Text segment —
** BEGIN **
Monday, 29 July 2013

Newmind Summer Party 2013


Thank you Laura for taking the time to craft these amazing
Minion cupcakes! 
Throughout the year Newmind Group brings together employees, family and friends for retreats to build friendship and community. Our time together is used to meet new friends, share stories, and recognize hard work.

This summer we gathered in Covert Park, MI and spent a weekend enjoying the Lake Michigan Beach!

For some of us, the retreat started with camping that included cooking over open fire, stories around a campfire, and a short midnight torrential downpour.


James Duke brewed homemade soda and grabbed
inspiration from historical soda labels to create custrom
Newmind Orange Soda!
The rain didn't drown our spirits and the next morning we awoke to enjoy friends and family!

Newminders from our Minnesota and South Carolina offices even made the trip to enjoy the camaraderie, tasty grilling, awesome desserts - like Minion cupcakes (Thanks Laura!) - Newmind Orange soda, and awards.

One of the most important aspects of the Newmind Group summer retreat is the unveiling of the results of the Newmind Group Peer Review. Every year Newminders rate each other in 5 areas measuring productivity, innovation, reflection, work/life balance, and teamwork. This is also an opportunity for Newminders to award each other with custom awards.
** END **
Recorded data
** BEGIN **
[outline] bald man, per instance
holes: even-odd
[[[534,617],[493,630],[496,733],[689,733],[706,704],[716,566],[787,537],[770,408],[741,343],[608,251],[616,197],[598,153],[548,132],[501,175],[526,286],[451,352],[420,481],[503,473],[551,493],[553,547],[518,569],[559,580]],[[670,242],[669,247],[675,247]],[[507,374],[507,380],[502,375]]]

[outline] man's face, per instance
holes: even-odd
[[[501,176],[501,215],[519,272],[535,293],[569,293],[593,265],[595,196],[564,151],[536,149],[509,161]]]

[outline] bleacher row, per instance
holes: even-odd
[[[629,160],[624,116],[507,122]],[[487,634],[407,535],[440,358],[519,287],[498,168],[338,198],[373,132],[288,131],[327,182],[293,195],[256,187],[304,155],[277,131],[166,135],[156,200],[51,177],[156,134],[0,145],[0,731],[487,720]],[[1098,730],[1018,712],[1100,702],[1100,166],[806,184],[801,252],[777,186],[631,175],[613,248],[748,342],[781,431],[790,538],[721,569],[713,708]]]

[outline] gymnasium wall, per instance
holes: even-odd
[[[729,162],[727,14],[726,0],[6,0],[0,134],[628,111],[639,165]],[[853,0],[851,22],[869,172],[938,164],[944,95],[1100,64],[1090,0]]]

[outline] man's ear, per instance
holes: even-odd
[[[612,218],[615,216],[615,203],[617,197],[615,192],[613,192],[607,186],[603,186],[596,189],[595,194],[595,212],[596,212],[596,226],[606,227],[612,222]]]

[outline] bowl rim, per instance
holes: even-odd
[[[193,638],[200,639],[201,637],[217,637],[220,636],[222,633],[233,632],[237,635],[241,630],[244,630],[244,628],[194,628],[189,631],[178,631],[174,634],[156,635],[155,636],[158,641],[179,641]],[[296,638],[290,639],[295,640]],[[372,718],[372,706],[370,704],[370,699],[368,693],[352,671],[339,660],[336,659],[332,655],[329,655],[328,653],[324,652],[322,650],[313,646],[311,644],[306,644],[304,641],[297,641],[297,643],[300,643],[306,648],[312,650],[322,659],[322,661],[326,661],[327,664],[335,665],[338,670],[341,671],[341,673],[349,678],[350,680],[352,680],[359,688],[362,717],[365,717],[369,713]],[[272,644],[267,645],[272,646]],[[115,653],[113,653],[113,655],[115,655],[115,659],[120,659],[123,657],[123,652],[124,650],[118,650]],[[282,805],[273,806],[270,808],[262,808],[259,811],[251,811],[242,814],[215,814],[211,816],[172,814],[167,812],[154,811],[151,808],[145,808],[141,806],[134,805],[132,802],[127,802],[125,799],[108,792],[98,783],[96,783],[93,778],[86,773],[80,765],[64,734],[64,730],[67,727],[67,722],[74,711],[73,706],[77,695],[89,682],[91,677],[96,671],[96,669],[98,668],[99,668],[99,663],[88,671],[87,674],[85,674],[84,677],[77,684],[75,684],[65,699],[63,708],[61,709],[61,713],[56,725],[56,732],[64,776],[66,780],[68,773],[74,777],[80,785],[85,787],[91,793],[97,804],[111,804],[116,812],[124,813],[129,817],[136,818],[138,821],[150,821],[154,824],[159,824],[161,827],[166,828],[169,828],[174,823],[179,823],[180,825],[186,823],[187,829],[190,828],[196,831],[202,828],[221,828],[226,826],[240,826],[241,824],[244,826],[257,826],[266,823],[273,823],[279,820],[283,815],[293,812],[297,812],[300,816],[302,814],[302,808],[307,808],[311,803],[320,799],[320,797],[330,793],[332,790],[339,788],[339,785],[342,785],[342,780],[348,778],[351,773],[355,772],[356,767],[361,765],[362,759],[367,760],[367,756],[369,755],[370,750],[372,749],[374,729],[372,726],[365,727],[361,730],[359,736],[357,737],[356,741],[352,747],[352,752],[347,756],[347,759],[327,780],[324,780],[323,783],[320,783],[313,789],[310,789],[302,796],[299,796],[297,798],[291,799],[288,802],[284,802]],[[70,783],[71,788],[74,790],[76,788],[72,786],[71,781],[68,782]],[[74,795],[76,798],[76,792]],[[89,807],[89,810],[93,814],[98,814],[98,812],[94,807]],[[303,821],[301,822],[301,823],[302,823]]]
** END **
** BEGIN **
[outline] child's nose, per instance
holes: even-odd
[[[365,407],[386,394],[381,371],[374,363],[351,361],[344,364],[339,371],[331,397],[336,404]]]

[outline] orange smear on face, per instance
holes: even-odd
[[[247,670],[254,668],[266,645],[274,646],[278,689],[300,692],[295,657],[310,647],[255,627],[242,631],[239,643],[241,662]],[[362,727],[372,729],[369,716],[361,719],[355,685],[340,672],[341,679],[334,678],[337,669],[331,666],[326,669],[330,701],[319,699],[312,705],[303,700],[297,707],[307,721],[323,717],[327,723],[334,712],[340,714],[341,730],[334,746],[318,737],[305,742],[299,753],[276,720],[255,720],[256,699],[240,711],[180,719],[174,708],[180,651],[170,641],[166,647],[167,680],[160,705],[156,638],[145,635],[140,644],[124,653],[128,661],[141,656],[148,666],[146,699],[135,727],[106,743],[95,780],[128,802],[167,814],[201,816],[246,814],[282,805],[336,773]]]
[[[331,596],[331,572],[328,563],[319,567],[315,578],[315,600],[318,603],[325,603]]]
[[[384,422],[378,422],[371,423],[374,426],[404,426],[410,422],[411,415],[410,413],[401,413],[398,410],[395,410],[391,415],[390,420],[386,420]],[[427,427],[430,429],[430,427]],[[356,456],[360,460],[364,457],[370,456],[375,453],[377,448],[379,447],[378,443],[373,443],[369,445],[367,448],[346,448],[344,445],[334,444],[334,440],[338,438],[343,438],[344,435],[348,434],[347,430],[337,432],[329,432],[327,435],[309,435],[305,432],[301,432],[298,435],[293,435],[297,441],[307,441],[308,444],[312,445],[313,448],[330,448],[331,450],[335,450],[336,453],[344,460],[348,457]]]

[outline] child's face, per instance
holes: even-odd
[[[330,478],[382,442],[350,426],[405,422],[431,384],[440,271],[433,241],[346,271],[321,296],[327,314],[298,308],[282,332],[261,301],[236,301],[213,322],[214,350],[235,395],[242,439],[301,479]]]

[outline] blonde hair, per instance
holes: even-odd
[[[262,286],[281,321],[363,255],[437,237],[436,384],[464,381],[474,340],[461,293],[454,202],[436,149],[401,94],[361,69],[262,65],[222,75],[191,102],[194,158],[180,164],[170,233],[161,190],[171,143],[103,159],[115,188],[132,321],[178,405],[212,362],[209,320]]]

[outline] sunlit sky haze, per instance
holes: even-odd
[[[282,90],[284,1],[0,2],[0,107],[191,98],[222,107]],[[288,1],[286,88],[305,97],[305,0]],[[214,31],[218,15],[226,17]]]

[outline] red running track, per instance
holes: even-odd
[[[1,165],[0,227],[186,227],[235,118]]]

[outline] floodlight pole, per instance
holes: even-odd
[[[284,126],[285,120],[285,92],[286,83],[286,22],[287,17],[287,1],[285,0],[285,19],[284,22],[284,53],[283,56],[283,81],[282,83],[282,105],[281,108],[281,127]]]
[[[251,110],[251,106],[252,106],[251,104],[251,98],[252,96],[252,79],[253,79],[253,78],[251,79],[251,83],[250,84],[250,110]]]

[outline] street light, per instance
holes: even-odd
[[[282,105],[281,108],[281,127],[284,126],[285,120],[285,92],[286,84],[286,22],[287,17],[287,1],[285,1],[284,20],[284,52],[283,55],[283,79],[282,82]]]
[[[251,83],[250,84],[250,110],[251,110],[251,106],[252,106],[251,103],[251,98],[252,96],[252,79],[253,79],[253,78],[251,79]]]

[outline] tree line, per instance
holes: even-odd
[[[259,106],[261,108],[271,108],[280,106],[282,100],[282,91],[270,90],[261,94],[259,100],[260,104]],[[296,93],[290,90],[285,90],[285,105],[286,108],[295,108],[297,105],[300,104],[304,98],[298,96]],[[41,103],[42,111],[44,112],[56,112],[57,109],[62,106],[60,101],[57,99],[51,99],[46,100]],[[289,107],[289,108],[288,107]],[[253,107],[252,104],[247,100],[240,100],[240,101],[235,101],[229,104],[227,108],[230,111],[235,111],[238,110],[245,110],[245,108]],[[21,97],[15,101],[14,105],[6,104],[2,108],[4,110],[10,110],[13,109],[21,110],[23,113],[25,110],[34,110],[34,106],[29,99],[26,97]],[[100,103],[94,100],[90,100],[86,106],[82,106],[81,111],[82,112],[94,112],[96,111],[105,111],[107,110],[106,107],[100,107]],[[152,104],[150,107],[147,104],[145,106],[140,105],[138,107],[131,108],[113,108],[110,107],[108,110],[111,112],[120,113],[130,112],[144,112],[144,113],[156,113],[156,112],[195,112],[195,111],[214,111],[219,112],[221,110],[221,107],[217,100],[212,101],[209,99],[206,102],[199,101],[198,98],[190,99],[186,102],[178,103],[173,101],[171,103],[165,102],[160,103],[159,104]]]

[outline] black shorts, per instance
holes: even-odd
** END **
Work instructions —
**1)** Please transcribe the summer party post, beginning at the words "This summer we" and stopping after "Newmind Orange Soda!".
**2)** Show each line of the rows that contains the string "child", matching case exactly.

Solutions to each task —
**1)**
This summer we gathered in Covert Park, MI and spent a weekend enjoying the Lake Michigan Beach!

For some of us, the retreat started with camping that included cooking over open fire, stories around a campfire, and a short midnight torrential downpour.


James Duke brewed homemade soda and grabbed
inspiration from historical soda labels to create custrom
Newmind Orange Soda!

**2)**
[outline] child's nose, per instance
[outline] child's face, per instance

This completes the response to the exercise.